Quoted passage:
LLAMA2_model = Model(
        model_id= 'meta-llama/llama-2-70b-chat',
        credentials=my_credentials,
        params=params,
        project_id="skills-network",
        )

llm = WatsonxLLM(LLAMA2_model)

print(llm("How to read a book effectively?"))

**Integrating LLM: Using Llama 2 in WatsonX as LLM**

In this exercise, we'll set up a language model (LLM) instance, which could be IBM WatsonxLLM, HuggingFaceHub, or an OpenAI model. Then, we'll establish a prompt template. These templates are structured guides to generate prompts for language models, aiding in output organization.

Next, we'll develop a transcription function that employs the OpenAI Whisper model to convert speech-to-text. This function takes an audio file uploaded through a Gradio app interface (preferably in .mp3 format). The transcribed text is then fed into an LLMChain, which integrates the text with the prompt template and forwards it to the chosen LLM. The final output from the LLM is then displayed in the Gradio app's output textbox.

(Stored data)
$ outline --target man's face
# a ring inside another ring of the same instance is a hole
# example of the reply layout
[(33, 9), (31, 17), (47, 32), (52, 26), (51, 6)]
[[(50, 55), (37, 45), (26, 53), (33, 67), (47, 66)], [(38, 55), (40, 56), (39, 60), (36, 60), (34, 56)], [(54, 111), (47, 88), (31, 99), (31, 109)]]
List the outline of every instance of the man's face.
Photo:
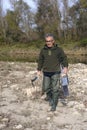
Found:
[(46, 45), (48, 47), (52, 47), (54, 45), (54, 39), (53, 39), (53, 37), (49, 36), (45, 40), (46, 40)]

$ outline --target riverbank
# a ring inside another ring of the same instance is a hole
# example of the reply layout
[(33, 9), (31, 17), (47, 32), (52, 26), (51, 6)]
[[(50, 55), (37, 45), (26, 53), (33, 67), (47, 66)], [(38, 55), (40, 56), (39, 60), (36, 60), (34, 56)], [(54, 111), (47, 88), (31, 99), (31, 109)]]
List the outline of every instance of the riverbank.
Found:
[(86, 130), (87, 65), (69, 64), (67, 106), (58, 103), (49, 111), (41, 99), (42, 75), (32, 87), (36, 63), (0, 62), (0, 129), (1, 130)]
[[(69, 63), (87, 64), (87, 48), (63, 47)], [(0, 46), (0, 61), (37, 62), (40, 48), (34, 46), (13, 44)]]

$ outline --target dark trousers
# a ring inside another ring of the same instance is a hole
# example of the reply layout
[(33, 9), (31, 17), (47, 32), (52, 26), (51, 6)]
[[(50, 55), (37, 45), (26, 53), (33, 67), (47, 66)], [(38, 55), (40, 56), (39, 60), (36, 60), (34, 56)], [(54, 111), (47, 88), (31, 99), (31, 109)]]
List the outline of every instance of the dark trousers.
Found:
[(57, 106), (59, 95), (60, 74), (55, 73), (52, 76), (43, 75), (42, 91), (46, 92), (49, 99), (53, 101), (53, 105)]

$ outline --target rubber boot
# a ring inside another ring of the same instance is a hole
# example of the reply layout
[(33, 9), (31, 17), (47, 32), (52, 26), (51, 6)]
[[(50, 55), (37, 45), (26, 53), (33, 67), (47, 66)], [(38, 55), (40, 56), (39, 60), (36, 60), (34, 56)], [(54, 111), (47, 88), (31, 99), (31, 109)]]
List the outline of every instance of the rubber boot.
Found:
[(53, 104), (52, 104), (52, 107), (51, 107), (51, 111), (56, 111), (56, 107), (57, 107), (57, 104), (58, 104), (58, 92), (55, 92), (53, 94)]

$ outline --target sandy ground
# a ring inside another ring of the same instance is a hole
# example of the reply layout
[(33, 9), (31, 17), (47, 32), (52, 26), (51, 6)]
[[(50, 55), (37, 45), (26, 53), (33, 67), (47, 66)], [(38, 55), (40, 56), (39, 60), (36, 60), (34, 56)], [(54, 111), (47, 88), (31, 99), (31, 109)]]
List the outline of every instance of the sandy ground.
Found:
[(87, 65), (69, 65), (68, 104), (56, 112), (41, 99), (35, 63), (0, 62), (0, 130), (87, 130)]

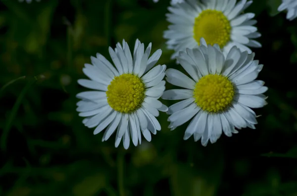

What this exercise asks:
A. According to the Llama 2 integration walkthrough, why is a prompt template set up? Answer in one to three sentences.
B. Write out the part of the Llama 2 integration walkthrough starting at "Next, we'll develop" and ending at "app's output textbox.".
These records were taken from a different source than the text.

Solutions to each task:
A. A prompt template is a structured guide for generating prompts for language models. Setting one up helps organize the model's output.

B.
Next, we'll develop a transcription function that employs the OpenAI Whisper model to convert speech-to-text. This function takes an audio file uploaded through a Gradio app interface (preferably in .mp3 format). The transcribed text is then fed into an LLMChain, which integrates the text with the prompt template and forwards it to the chosen LLM. The final output from the LLM is then displayed in the Gradio app's output textbox.